## Aim of the exercise
If a line in the data below includes the string "street", please return a copy of it.

## Dataset
★ ★ ★ ★ ★ ★ ★
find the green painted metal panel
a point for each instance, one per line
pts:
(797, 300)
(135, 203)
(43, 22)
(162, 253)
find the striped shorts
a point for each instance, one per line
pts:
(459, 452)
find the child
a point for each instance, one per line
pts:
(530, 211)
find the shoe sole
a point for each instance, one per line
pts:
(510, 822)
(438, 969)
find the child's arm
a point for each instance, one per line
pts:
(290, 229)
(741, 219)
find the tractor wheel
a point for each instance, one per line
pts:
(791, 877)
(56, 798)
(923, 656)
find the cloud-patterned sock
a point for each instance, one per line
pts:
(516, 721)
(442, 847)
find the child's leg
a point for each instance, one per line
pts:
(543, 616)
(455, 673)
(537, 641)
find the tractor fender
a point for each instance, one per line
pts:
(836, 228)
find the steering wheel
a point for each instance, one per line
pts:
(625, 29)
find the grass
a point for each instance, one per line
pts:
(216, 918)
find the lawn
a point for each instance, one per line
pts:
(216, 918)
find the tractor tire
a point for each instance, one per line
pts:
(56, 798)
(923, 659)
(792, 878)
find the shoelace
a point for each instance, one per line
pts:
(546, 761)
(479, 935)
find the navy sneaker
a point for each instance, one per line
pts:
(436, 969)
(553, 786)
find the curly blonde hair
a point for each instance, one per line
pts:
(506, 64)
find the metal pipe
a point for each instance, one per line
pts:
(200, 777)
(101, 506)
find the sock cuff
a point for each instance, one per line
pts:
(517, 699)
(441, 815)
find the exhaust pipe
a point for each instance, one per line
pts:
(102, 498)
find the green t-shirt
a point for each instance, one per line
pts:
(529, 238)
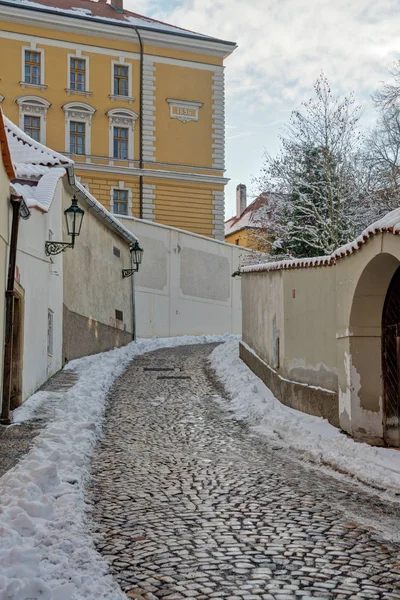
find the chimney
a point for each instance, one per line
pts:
(241, 199)
(117, 5)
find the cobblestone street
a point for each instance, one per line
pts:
(188, 503)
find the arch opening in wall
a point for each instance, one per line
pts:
(391, 362)
(33, 116)
(364, 363)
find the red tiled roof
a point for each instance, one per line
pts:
(236, 223)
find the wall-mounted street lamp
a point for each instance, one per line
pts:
(73, 217)
(137, 255)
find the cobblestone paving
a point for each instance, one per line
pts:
(16, 440)
(187, 503)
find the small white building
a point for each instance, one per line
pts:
(65, 305)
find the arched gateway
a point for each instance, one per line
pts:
(391, 362)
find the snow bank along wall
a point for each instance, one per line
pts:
(185, 284)
(314, 336)
(289, 336)
(97, 312)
★ ★ ★ ★ ★ ★ ★
## Output below
find the cobblestone street
find the wall-mounted street lamp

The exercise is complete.